### Instructions for the task
Render the entries from their first line through the line containing "top-left (656, 100), bottom-right (717, 150)" as a JSON list of strings, with one string per line and blank lines omitted.

════════════════════

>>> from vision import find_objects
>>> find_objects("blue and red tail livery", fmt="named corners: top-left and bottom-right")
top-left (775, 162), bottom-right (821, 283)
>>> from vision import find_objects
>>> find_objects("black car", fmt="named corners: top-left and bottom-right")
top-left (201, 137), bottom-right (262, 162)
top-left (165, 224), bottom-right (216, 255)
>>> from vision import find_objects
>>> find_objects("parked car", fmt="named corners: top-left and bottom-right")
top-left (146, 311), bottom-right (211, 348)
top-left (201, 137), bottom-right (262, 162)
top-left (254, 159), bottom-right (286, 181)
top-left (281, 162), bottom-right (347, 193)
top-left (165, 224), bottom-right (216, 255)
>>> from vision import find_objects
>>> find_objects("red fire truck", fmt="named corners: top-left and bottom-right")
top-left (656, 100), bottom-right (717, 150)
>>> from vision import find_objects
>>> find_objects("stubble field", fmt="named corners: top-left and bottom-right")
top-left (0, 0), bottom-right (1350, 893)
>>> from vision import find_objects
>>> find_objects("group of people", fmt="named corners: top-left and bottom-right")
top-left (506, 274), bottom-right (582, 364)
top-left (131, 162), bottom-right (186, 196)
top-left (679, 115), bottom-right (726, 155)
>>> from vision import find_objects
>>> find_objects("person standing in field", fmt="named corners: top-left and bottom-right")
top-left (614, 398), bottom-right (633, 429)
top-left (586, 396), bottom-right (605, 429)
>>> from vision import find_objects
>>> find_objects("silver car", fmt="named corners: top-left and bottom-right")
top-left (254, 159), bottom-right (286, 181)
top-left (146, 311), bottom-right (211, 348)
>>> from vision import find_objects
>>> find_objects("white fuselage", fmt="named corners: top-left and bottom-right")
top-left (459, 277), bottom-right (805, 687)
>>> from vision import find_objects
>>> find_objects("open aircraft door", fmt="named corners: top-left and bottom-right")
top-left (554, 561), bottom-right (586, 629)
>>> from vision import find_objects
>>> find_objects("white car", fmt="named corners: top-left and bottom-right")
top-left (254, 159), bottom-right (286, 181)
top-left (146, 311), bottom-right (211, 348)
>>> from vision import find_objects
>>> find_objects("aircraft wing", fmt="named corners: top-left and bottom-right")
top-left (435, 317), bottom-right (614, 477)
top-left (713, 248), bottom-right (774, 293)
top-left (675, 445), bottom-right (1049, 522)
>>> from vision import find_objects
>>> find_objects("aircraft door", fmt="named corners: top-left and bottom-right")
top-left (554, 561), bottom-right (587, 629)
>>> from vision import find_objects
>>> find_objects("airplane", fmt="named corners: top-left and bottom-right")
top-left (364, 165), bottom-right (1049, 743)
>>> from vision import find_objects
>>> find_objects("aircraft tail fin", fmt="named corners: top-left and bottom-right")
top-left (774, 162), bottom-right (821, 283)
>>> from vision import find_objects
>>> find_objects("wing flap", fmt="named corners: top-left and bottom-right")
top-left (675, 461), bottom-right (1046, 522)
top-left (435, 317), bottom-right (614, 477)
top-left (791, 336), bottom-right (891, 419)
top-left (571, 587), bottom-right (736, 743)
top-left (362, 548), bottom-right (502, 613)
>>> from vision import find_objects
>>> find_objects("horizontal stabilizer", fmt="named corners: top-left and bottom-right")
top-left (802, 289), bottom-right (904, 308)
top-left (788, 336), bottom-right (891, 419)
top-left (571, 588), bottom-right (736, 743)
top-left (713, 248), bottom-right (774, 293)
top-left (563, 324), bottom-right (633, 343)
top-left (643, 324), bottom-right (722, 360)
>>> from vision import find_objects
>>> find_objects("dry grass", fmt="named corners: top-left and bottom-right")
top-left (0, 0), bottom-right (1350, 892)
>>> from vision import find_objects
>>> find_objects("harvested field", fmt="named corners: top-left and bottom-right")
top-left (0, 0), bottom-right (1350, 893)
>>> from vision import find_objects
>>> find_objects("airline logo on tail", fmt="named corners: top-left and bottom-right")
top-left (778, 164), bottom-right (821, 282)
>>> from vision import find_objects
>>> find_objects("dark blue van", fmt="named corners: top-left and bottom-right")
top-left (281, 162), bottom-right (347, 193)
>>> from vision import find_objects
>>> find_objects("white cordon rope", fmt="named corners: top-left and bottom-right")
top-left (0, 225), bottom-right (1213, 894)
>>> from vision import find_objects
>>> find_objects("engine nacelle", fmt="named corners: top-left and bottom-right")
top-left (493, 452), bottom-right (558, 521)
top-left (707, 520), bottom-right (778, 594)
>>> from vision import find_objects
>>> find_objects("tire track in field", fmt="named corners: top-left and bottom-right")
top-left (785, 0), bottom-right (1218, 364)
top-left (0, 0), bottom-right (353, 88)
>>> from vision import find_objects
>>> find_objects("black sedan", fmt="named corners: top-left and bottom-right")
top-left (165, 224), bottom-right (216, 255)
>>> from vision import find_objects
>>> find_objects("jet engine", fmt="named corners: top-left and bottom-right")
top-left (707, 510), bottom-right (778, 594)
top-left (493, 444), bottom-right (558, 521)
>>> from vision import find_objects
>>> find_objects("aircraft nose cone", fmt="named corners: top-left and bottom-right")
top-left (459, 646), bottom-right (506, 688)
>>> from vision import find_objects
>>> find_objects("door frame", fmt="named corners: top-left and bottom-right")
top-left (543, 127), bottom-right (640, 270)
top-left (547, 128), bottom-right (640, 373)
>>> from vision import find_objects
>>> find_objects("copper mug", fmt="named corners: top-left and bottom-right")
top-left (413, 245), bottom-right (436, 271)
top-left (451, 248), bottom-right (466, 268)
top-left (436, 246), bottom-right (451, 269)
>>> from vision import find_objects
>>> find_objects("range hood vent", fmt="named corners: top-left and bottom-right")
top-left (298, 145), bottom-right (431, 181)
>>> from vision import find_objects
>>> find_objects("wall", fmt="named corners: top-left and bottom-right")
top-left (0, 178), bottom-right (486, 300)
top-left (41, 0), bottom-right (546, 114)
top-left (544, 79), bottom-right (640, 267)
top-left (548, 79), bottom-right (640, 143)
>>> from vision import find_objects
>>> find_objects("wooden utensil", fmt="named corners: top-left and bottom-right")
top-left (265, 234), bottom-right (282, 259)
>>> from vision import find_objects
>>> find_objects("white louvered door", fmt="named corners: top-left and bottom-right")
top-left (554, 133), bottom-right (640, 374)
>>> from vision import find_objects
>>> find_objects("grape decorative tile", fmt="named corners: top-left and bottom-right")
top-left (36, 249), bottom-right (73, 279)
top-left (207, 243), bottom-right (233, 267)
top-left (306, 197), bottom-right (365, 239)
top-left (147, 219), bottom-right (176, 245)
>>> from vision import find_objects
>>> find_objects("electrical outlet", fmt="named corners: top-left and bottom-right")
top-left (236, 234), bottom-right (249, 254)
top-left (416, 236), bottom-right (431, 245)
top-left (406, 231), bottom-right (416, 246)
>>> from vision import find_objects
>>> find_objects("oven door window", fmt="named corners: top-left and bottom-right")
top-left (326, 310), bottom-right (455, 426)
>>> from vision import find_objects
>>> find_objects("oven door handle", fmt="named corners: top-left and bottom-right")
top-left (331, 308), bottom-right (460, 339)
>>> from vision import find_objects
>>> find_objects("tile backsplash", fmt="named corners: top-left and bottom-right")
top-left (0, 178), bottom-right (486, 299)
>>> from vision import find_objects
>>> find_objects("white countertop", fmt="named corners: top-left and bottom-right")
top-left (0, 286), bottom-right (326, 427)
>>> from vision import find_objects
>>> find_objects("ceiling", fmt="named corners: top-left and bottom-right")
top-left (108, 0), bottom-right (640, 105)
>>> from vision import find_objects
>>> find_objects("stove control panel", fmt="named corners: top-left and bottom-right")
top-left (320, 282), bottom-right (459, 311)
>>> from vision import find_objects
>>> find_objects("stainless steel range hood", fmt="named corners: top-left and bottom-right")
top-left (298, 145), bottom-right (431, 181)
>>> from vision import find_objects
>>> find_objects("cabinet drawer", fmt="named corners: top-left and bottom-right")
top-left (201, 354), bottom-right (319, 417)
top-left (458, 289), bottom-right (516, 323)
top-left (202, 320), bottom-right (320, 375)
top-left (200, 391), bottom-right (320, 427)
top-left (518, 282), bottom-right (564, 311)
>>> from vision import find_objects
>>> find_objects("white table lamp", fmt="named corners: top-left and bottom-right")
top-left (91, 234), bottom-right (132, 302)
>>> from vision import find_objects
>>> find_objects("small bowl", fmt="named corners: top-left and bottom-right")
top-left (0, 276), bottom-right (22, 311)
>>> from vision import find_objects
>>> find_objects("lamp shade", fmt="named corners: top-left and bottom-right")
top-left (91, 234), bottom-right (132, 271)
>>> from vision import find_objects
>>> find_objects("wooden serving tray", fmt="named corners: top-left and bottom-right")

════════════════════

### Finished answer
[
  ">>> from vision import find_objects",
  ">>> find_objects(\"blue and red tail livery\", fmt=\"named corners: top-left and bottom-right\")",
  "top-left (775, 162), bottom-right (821, 283)",
  ">>> from vision import find_objects",
  ">>> find_objects(\"black car\", fmt=\"named corners: top-left and bottom-right\")",
  "top-left (201, 137), bottom-right (262, 162)",
  "top-left (165, 224), bottom-right (216, 255)",
  ">>> from vision import find_objects",
  ">>> find_objects(\"parked car\", fmt=\"named corners: top-left and bottom-right\")",
  "top-left (146, 311), bottom-right (211, 348)",
  "top-left (201, 137), bottom-right (262, 162)",
  "top-left (254, 159), bottom-right (286, 181)",
  "top-left (281, 162), bottom-right (347, 193)",
  "top-left (165, 224), bottom-right (216, 255)",
  ">>> from vision import find_objects",
  ">>> find_objects(\"red fire truck\", fmt=\"named corners: top-left and bottom-right\")",
  "top-left (656, 100), bottom-right (717, 150)"
]